[Dataset entries]
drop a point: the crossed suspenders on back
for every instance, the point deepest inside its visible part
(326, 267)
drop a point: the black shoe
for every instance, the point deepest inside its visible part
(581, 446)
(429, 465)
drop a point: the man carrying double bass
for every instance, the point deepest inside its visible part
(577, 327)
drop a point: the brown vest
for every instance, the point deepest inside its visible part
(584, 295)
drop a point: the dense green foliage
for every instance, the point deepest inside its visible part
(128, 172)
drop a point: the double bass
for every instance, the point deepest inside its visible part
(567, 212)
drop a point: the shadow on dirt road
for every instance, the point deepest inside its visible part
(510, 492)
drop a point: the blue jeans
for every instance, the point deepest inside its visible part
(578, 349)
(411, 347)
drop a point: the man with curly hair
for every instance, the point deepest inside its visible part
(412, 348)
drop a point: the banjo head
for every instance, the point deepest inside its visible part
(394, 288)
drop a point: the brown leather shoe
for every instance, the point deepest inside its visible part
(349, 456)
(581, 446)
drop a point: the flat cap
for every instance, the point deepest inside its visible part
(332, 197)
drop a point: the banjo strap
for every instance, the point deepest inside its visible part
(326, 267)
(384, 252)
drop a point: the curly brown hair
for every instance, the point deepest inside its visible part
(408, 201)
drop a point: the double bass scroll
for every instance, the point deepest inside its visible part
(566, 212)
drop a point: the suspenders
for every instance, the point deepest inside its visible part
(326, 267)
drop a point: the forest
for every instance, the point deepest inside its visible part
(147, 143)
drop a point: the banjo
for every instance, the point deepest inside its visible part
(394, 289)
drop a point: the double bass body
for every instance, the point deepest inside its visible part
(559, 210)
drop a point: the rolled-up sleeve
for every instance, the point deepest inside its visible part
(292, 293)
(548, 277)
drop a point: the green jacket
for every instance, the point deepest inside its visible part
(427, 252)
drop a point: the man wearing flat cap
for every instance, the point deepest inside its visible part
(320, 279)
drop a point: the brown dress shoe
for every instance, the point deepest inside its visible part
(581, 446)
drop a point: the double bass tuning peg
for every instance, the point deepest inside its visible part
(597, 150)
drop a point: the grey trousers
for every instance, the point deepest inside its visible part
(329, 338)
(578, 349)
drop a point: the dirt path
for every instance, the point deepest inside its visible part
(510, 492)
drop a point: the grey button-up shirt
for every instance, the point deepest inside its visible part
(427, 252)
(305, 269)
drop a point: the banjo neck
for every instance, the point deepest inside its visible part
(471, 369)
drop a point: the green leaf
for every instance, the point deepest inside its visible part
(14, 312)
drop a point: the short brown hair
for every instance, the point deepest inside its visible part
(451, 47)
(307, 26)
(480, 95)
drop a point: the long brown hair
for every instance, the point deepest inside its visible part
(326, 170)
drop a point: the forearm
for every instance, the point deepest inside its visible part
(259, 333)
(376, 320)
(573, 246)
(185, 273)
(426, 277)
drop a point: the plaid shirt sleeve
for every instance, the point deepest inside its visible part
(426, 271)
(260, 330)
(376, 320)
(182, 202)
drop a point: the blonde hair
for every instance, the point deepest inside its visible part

§ The task:
Copy out every line from the one containing "drop a point: the plaid shirt sleeve" through the last line above, and add -129 to each x and y coordinate of the points.

§ Answer to this exercise:
drop a point: the plaid shirt sleeve
for every instance, the point deepest inside its visible part
(297, 142)
(131, 201)
(247, 191)
(53, 73)
drop a point: the blonde hair
for every instance, the point deepest inside its visible part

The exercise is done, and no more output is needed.